→ DATA SUPPLIED:

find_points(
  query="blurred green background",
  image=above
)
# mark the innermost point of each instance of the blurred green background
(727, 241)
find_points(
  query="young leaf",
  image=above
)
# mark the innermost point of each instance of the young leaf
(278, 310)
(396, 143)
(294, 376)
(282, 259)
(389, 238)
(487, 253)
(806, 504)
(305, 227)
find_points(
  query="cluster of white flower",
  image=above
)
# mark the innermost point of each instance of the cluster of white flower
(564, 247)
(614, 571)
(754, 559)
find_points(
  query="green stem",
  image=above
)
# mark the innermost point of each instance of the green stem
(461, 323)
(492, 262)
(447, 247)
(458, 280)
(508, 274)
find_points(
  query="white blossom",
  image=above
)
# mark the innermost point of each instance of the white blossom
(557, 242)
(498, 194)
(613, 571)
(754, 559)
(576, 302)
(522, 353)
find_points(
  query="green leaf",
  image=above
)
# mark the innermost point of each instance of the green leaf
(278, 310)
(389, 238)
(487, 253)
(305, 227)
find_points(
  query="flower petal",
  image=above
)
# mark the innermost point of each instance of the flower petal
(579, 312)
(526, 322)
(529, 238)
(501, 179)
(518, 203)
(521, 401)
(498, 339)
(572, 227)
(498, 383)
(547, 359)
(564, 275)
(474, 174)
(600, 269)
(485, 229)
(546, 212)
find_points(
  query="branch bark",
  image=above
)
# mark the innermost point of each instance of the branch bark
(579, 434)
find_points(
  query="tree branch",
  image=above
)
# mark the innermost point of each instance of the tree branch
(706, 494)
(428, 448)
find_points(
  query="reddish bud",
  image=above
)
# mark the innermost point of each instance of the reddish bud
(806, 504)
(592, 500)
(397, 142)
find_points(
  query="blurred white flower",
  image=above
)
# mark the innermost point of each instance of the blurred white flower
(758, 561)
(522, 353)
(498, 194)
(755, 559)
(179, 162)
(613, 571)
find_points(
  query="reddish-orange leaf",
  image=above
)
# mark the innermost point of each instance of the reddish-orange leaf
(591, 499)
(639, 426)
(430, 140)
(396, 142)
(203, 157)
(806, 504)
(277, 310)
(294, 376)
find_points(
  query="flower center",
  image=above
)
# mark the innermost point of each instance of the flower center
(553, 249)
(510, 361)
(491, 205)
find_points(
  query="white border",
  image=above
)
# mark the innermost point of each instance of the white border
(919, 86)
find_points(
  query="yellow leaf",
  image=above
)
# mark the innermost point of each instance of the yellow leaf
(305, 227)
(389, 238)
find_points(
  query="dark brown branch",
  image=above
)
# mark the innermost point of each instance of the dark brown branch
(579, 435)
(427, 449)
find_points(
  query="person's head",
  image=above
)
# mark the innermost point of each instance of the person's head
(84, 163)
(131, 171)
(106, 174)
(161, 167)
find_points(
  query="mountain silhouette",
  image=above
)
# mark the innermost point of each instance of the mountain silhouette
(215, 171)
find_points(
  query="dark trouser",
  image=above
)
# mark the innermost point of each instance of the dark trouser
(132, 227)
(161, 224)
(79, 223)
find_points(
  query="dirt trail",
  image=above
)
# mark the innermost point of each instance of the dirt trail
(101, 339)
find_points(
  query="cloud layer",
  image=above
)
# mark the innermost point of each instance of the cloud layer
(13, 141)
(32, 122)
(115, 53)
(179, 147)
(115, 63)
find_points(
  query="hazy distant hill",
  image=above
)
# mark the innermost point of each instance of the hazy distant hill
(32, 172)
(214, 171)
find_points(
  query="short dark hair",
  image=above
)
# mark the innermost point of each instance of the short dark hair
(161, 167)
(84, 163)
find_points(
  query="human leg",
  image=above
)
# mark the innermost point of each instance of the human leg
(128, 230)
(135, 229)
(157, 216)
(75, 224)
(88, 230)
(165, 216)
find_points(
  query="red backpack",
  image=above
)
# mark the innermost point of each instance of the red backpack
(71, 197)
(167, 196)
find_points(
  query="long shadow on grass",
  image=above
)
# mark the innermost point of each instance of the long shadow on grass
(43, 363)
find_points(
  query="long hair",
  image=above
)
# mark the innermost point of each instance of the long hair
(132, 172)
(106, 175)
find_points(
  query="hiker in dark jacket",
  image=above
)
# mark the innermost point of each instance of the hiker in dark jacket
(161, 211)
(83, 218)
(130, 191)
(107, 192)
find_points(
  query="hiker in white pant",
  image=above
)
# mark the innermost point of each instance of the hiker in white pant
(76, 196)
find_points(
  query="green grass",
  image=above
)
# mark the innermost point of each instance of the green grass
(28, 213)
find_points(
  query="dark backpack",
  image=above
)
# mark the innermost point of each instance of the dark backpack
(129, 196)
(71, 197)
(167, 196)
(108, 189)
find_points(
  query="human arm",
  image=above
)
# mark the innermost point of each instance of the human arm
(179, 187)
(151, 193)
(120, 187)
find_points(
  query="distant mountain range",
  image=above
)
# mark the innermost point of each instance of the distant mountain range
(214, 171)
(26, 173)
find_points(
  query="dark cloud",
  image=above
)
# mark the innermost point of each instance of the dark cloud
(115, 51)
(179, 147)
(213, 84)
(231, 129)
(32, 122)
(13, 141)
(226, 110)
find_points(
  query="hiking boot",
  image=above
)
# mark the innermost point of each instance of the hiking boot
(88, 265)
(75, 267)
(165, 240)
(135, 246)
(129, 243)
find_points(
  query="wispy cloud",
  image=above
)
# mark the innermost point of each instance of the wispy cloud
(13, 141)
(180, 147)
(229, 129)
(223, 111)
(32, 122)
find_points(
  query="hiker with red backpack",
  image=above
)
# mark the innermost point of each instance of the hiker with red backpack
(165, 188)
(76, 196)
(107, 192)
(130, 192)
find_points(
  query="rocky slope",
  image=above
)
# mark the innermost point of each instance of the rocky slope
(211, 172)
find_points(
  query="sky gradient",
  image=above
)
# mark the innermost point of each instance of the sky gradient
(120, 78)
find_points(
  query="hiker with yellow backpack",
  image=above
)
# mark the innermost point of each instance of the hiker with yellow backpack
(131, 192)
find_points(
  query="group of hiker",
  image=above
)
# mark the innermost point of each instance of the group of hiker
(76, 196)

→ SHORT TASK:
Using the entries above, please restate each one word for word.

→ SOLUTION FOR THIS PROBLEM:
find_points(
  query="blurred green background",
  image=above
)
# mark the innermost point of each instance of the blurred green background
(727, 241)
find_points(
  query="young leaf",
  image=above
)
# mark the innermost point of each instance of the young leaf
(278, 310)
(396, 143)
(294, 376)
(282, 259)
(389, 238)
(487, 253)
(806, 504)
(305, 227)
find_points(
  query="cluster of white flower",
  image=above
)
# mark the innermost point of each instance of the cluster of white flower
(564, 247)
(614, 571)
(754, 559)
find_points(
  query="green stem",
  image=above
)
# mark the innermost point of each instance of the green stem
(461, 323)
(492, 262)
(447, 247)
(458, 280)
(508, 274)
find_points(
  query="white blossom",
  image=above
)
# mark the innermost point of each instance of the white blossom
(557, 242)
(498, 194)
(613, 571)
(754, 559)
(576, 302)
(522, 353)
find_points(
  query="green leaf",
  image=above
)
# mark the innermost point of each instance of the green leaf
(278, 310)
(389, 238)
(487, 253)
(305, 227)
find_points(
  query="flower petal",
  image=above
)
# mark the innermost point of each instance of the flower petal
(579, 312)
(526, 322)
(529, 238)
(501, 179)
(518, 203)
(521, 401)
(498, 339)
(572, 227)
(498, 383)
(547, 359)
(564, 275)
(474, 174)
(600, 269)
(485, 229)
(546, 212)
find_points(
  query="branch bark",
  image=above
)
# mark the innermost point of each instance of the branch bark
(579, 434)
find_points(
  query="tree branch",
  image=above
)
# mark the innermost point of each instance of the tree branch
(706, 494)
(428, 448)
find_points(
  query="reddish bud",
  image=above
)
# mark the innermost point of each instance of the reddish bud
(806, 504)
(592, 500)
(397, 142)
find_points(
  query="blurred white flower",
  image=above
)
# mark the innermost point of each instance of the blurred white flower
(758, 561)
(522, 353)
(498, 194)
(755, 559)
(179, 162)
(613, 571)
find_points(
  query="reddish-orange leaf",
  image=above
)
# mark the innermost point of each instance of the reddish-orange leaf
(591, 499)
(639, 426)
(430, 140)
(396, 142)
(203, 157)
(806, 504)
(277, 310)
(294, 376)
find_points(
  query="flower center",
  image=above
)
# mark the innermost point of each instance of the flower center
(553, 249)
(510, 361)
(491, 205)
find_points(
  query="white border",
  image=above
)
# mark the innermost point of each instance of the white border
(919, 86)
find_points(
  query="yellow leaf",
  image=above
)
# mark the innermost point of each instance of the yellow leaf
(305, 227)
(389, 238)
find_points(
  query="dark brown branch",
  image=above
)
# mark the innermost point of each instance of the dark brown branch
(579, 435)
(427, 449)
find_points(
  query="person's head",
  image=above
)
# mark the innermost point of each instance of the person's head
(84, 163)
(131, 171)
(106, 174)
(161, 167)
find_points(
  query="mountain silhouette",
  image=above
)
# mark the innermost point of each instance of the mountain silhouette
(215, 171)
find_points(
  query="dark trouser",
  image=above
)
# mark the innermost point of each instance of the dark trouser
(132, 227)
(161, 224)
(79, 223)
find_points(
  query="dirt trail",
  image=above
)
# mark the innermost point of each instance of the dirt trail
(101, 339)
find_points(
  query="cloud layer",
  image=above
)
# mark the innermost point of each instance of the cloud layer
(13, 141)
(32, 122)
(115, 53)
(179, 147)
(115, 63)
find_points(
  query="hazy distant hill",
  image=above
)
# mark the innermost point of each instance of the hazy distant hill
(32, 172)
(214, 171)
find_points(
  query="short dark hair",
  image=above
)
# mark the innermost point of each instance of the short dark hair
(161, 167)
(84, 163)
find_points(
  query="human leg",
  image=above
)
# mark the innermost point of each instance of the human leg
(128, 230)
(135, 229)
(157, 216)
(75, 224)
(88, 230)
(165, 216)
find_points(
  query="red backpack",
  image=above
)
# mark the innermost point of each instance of the red backpack
(71, 197)
(167, 196)
find_points(
  query="long shadow on grass",
  image=above
)
# mark the innermost point of each instance of the long shadow on grass
(43, 363)
find_points(
  query="long hair",
  image=above
)
# mark the innermost point of each instance of the long hair
(132, 172)
(106, 175)
find_points(
  query="hiker in dark jacket",
  image=above
)
# mark the innermost point of each instance of the hiker in dark jacket
(161, 211)
(83, 218)
(130, 191)
(107, 192)
find_points(
  query="hiker in white pant",
  image=above
)
# mark the innermost point of each instance of the hiker in white pant
(76, 196)
find_points(
  query="green grass",
  image=above
)
# mark the innermost point of each instance of the green grass
(28, 213)
find_points(
  query="dark backpack",
  image=above
)
# mark the innermost point of each instance of the dark backpack
(129, 196)
(71, 197)
(167, 196)
(108, 189)
find_points(
  query="human arm",
  image=above
)
# mark the innermost point of each instance of the human arm
(179, 187)
(151, 193)
(120, 187)
find_points(
  query="distant mountain range",
  image=above
)
# mark the innermost point of each instance of the distant mountain range
(214, 171)
(26, 173)
find_points(
  query="dark cloud",
  image=above
)
# mark the innermost point of each instance of the dark cloud
(115, 51)
(179, 147)
(213, 84)
(231, 129)
(32, 122)
(13, 141)
(226, 110)
find_points(
  query="hiking boot",
  image=above
)
# mark the innermost point of each instance of the hiking boot
(88, 265)
(75, 267)
(165, 240)
(135, 246)
(129, 243)
find_points(
  query="wispy cloud",
  image=above
)
# mark the innermost point of each instance of the wispy cloud
(13, 141)
(180, 147)
(229, 129)
(223, 111)
(32, 122)
find_points(
  query="hiker with red backpack",
  image=above
)
# mark the innermost point of each instance of the hiker with red backpack
(165, 188)
(76, 196)
(107, 192)
(130, 192)
find_points(
  query="rocky slope",
  image=above
)
# mark the innermost point of each instance of the rocky slope
(211, 172)
find_points(
  query="sky gradient",
  image=above
)
# mark the innermost point of each instance of the sky gradient
(120, 78)
find_points(
  query="hiker with yellow backpack",
  image=above
)
# mark the innermost point of each instance of the hiker with yellow backpack
(131, 192)
find_points(
  query="group of hiker",
  image=above
)
# mark the innermost point of each instance of the group of hiker
(76, 196)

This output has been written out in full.